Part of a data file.

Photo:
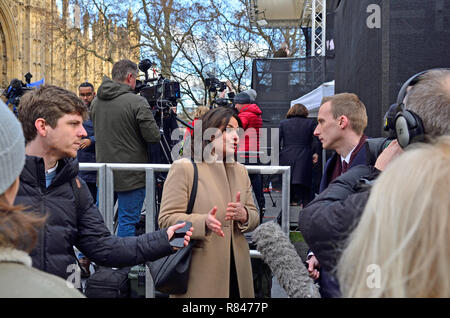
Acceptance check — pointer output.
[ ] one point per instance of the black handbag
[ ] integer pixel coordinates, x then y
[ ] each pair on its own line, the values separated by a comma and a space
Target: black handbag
108, 282
171, 273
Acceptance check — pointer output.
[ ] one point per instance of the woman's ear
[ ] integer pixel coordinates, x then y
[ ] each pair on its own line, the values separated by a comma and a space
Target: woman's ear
41, 127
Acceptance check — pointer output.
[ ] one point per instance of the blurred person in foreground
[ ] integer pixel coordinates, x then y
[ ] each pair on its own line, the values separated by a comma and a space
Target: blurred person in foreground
223, 210
18, 230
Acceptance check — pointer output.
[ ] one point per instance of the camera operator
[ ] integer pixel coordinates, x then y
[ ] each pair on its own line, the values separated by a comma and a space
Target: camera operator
123, 125
423, 112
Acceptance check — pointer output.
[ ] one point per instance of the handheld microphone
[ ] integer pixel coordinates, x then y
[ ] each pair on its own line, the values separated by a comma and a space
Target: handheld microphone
282, 258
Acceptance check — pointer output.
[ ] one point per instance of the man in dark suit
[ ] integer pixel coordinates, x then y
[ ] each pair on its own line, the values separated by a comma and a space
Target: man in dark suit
342, 119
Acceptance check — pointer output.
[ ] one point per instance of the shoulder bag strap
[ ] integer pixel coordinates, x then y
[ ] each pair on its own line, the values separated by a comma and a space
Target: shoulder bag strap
194, 190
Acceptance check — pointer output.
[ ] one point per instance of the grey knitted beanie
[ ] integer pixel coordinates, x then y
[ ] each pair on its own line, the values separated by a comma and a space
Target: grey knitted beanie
12, 148
242, 98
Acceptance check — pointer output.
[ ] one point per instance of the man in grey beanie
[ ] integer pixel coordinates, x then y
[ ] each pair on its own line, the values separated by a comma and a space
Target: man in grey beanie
17, 277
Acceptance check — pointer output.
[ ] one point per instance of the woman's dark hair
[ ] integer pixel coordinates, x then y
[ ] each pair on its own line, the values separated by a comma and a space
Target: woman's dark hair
215, 118
298, 110
18, 230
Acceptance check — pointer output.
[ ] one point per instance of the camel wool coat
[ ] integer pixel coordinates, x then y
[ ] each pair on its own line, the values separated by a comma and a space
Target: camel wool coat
218, 184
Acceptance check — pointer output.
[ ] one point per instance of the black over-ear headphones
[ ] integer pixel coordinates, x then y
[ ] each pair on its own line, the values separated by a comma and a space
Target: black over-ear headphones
407, 125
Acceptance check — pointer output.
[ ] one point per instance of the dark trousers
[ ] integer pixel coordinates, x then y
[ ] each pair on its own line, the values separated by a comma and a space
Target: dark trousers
256, 180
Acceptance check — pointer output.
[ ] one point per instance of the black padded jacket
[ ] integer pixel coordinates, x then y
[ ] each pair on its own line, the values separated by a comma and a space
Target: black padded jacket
66, 226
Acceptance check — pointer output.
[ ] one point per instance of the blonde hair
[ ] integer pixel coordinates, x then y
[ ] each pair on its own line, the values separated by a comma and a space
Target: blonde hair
349, 105
404, 230
200, 111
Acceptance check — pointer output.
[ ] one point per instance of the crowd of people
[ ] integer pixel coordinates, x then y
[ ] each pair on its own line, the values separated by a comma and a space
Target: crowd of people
389, 220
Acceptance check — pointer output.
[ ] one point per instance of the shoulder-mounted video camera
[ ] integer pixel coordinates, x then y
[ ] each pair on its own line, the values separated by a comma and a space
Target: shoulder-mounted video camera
160, 96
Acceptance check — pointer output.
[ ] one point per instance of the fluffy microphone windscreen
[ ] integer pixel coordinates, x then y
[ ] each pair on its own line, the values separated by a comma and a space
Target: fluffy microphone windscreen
282, 258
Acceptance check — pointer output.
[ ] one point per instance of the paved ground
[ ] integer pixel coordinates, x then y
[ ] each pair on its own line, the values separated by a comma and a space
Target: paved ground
273, 208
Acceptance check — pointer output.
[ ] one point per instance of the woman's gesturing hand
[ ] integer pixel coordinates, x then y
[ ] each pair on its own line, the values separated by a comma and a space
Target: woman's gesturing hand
213, 224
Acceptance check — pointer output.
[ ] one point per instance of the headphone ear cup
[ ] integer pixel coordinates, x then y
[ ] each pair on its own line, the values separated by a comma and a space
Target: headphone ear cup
408, 127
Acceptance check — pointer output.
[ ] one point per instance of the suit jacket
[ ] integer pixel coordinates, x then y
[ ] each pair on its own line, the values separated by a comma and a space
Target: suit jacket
358, 158
296, 140
218, 184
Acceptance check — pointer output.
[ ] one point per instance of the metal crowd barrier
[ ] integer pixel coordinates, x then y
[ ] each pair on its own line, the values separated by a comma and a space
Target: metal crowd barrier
106, 197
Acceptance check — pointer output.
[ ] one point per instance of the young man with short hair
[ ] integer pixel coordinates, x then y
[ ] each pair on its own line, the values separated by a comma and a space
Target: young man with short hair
52, 119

Direction.
Write out the entries above verbatim; the pictures do not belong in your copy.

Result of this task.
Photo:
Acceptance check — pointer output.
[ ] one point per instance of the black handbag
[ ] integer pixel coordinates, x then y
[ ] each pair on its own line, the values separated by a comma and a space
Target: black handbag
108, 282
171, 273
Acceptance check — pointer output.
[ ] one point per instance of the woman's ear
[ ] integer pixel coordinates, x then y
[ ] each pair on its own line, the values separated by a comma and a space
Target: woman's ear
41, 127
Acceptance check — pointer output.
[ ] one point per instance of the blurred person in foreground
[ ] integer pixel coordinates, x then y
[ ] each pair on its own line, the values separated by a comma and a space
Target: blurred person in foreground
223, 210
18, 230
Acceptance check — pointer output.
[ ] one point per instance of the camera operator
[ ] integer pixel coordinates, x then y
[ ] each pair on its own line, the values separated by a comma and a space
Target: camera operator
123, 125
423, 112
Acceptance check — pointer output.
[ ] one point per instance of the handheld microphone
[ ] integer pixel coordinates, x then y
[ ] each pair on its own line, the values separated by a comma and a space
Target: handheld microphone
282, 258
Acceptance check — pointer output.
[ ] one point per instance of the man in dark suit
[ ] integer pixel coordinates, x then y
[ ] each pair on its own line, the values separated by a comma and a space
Target: man in dark suit
342, 119
Acceptance check — pointer output.
[ ] one point per instance of the shoulder bag strap
[ ] integer pixel coordinates, x then y
[ ] each pair on its own line, the values separated by a comma and a space
Target: shoulder bag strap
194, 190
Acceptance check — pointer output.
[ ] one point per instance of the grey knitted beanie
[ ] integer pixel coordinates, x then y
[ ] each pair on its own line, the values separated by a comma and a space
Target: grey knitted beanie
12, 148
242, 98
Acceptance check — pointer output.
[ ] one point per instance of the man in grey beanie
[ ] integer pixel coordinates, x then y
[ ] each pair on its own line, the values separated by a comma and a space
Target: man in grey beanie
17, 277
Acceptance check — pointer output.
[ ] one point per instance of the woman's dark hair
[ ] integer pixel coordinates, x then y
[ ] each pair on its own line, the values separated by a comma and a space
Target: woman's dark hair
215, 118
298, 110
18, 230
Acceptance check — pointer output.
[ ] one point per instance of the camel wool coat
[ ] integer pixel coordinates, x then y
[ ] each pair on its own line, the values separated by a comma and a space
Target: camel wool coat
218, 184
Acceptance check — pointer output.
[ ] one point per instance of the black over-ear headphones
[ ] integer pixel coordinates, x then y
[ ] each pair on its own line, the values separated by a comma and a space
Target: black over-ear headphones
407, 125
Acceptance check — pointer output.
[ ] one point per instance of the dark trousers
[ ] integer pixel coordinates, x then y
[ ] each pair on its own line, the values separated by a comma and a space
Target: dark trousers
256, 180
Acceptance check — pointer output.
[ ] one point per instance of the black padded jacket
[ ] integer pixel coordinates, x then y
[ ] each pair on its own line, the values separated by a comma and a space
Target: black padded jacket
66, 226
Acceptance check — pointer output.
[ ] one point per instance of the blonde hair
[ ] integer pixel coordinates, x then y
[ ] each pair on its own line, the values separated by a comma and a space
Target: blonde hair
349, 105
404, 230
200, 111
Acceptance check — pointer output.
[ ] one point per instance of the crowd of people
[ ] integer pixel coordinates, x then y
[ ] each pair on its own line, the values separated by a comma and a space
Target: crowd of people
389, 220
Acceptance check — pointer output.
[ ] one point per instance of the shoulder-mounted video camera
[ ] integer pixel coordinates, x then y
[ ] each pair on its own line, the values separated by a comma and a space
Target: shoulder-mounted video camera
160, 96
Acceptance check — pointer output.
[ ] one point per instance of the fluffy microphone windscreen
[ ] integer pixel coordinates, x then y
[ ] each pair on its own line, the values separated by a comma and a space
Target: fluffy microphone windscreen
282, 258
Acceptance check — pointer output.
[ ] one point per instance of the paved ground
[ ] integer pixel coordinates, x then y
[ ] each pair on its own line, the values separated by a comma and a space
Target: paved ground
273, 208
Acceptance check — pointer output.
[ ] one point per instance of the woman's gesturing hand
[ ] integer pixel coordinates, x then y
[ ] each pair on its own line, the values separated by a comma and a space
Target: woman's gesturing hand
213, 224
Acceptance check — pointer output.
[ ] one point per instance of the headphone ear cup
[ ] integer pixel coordinates, x then y
[ ] each pair on its own line, the values separated by a comma and a space
Target: headphone ear cup
408, 127
Acceptance check — pointer output.
[ ] one point per instance of the suit jacket
[ ] integer pixel coordinates, x then y
[ ] each pair on its own line, the values separated by a comma and a space
Target: suit jacket
358, 158
296, 140
218, 184
Acceptance check — pointer output.
[ ] one point per instance of the metal crowd barrier
[ ] integer pixel coordinates, x then y
[ ] each pair on its own line, the values separated by a comma and a space
Target: metal crowd barrier
106, 197
Acceptance check — pointer output.
[ ] one point per instance of the young man with short hair
[ ] integer pixel coordinates, x then y
[ ] each pair on its own line, the values separated by a comma and a space
Target: young man with short hair
52, 119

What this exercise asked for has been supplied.